[Data records]
───

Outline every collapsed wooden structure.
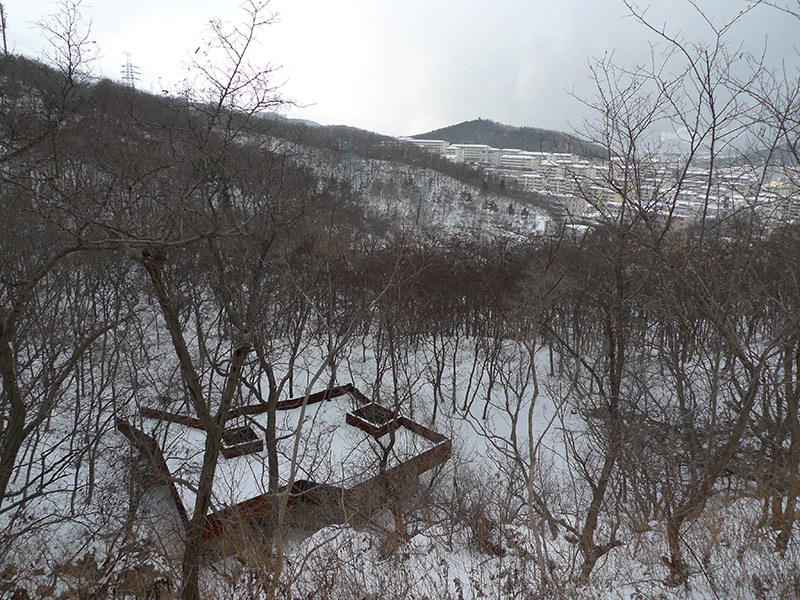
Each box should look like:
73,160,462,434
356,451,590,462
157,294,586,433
116,384,452,553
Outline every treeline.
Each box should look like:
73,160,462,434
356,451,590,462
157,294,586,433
0,3,800,598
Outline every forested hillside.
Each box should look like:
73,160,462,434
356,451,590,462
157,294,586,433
413,119,606,158
0,2,800,599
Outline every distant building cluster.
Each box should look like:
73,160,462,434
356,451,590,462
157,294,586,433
401,138,800,221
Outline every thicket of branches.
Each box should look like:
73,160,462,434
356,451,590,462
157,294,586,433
0,3,800,598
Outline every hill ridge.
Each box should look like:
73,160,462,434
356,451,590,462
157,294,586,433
411,119,603,157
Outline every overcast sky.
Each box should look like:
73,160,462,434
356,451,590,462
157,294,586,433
2,0,800,135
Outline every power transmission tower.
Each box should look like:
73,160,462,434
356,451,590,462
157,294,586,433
0,2,8,54
122,52,140,87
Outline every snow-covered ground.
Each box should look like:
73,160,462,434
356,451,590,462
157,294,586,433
142,394,435,508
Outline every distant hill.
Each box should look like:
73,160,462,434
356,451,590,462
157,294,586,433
411,119,604,157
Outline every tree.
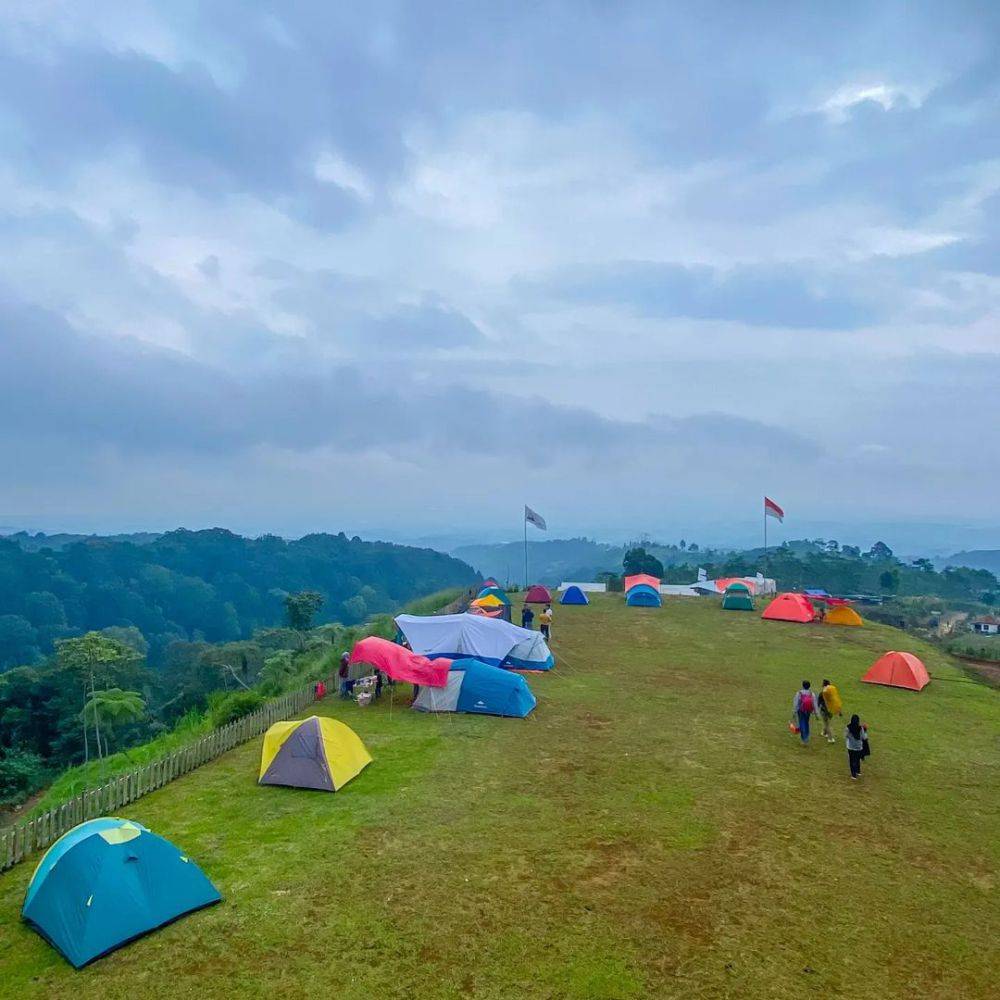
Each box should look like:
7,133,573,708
83,688,146,757
285,590,325,632
622,546,663,579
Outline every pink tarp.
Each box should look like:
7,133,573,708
350,635,451,687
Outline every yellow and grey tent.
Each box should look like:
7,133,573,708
259,715,372,792
823,604,864,625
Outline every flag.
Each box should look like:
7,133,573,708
524,504,549,531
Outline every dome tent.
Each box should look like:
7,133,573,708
21,816,222,969
524,583,552,604
722,583,754,611
258,715,372,792
823,604,864,627
559,584,590,604
413,659,536,719
761,594,816,624
861,650,931,691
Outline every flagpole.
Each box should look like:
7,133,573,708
524,512,528,590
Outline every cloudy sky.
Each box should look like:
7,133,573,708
0,0,1000,547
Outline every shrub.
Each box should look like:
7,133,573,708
209,691,264,729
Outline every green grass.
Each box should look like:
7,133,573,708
0,595,1000,1000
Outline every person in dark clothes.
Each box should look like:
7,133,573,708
844,715,871,781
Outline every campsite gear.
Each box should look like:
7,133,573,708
413,659,536,719
861,650,931,691
21,816,222,969
623,573,660,594
559,583,590,604
761,594,816,623
396,614,555,670
258,715,372,792
722,583,754,611
351,635,449,687
823,604,864,628
625,583,663,608
524,583,552,604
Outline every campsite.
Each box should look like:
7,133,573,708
0,593,1000,1000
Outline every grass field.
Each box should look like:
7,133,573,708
0,595,1000,1000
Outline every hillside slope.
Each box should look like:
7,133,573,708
0,595,1000,1000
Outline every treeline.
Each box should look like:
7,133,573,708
0,528,477,672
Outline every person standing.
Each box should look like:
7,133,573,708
538,605,552,642
844,715,871,781
819,679,844,743
792,681,819,746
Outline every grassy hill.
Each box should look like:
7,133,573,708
0,595,1000,1000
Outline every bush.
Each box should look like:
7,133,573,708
209,691,264,729
0,747,48,806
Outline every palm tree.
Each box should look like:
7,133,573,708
83,688,146,757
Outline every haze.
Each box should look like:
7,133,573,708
0,0,1000,547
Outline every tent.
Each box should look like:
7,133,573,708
21,816,222,969
559,585,590,604
259,715,372,792
861,651,931,691
396,614,555,670
625,584,663,608
524,583,552,604
761,594,816,622
349,635,448,687
469,594,505,611
722,583,754,611
476,587,510,604
413,659,535,719
823,604,864,625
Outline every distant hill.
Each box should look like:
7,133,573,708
935,549,1000,575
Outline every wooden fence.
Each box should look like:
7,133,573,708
0,679,336,872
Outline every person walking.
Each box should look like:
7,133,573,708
538,605,552,642
844,715,871,781
792,681,819,746
819,679,844,743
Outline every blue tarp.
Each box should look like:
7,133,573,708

───

Given instruction:
Find the line containing "Outline every haze.", then output it and every line after it to the end of the data, exactly.

Worked solution:
Outline every haze.
Each box should look like:
7,133,573,708
0,0,1000,547
Outline every tent.
Each box should look like:
7,133,573,708
21,816,222,969
559,585,590,604
259,715,372,792
861,651,931,691
396,614,555,670
625,584,663,608
524,583,552,604
761,594,816,622
349,635,448,687
469,594,505,611
722,583,754,611
476,587,510,604
413,659,535,719
823,604,864,625
Outline every distant hill.
Each box should look like:
7,133,573,708
935,549,1000,575
Outline every wooden fence.
Each box should look like:
7,133,573,708
0,679,336,872
Outline every person walking.
Each box should look like:
7,133,573,708
538,605,552,642
844,715,871,781
792,681,819,746
819,679,844,743
Outline every blue tarp.
Each box should look like:
7,133,573,708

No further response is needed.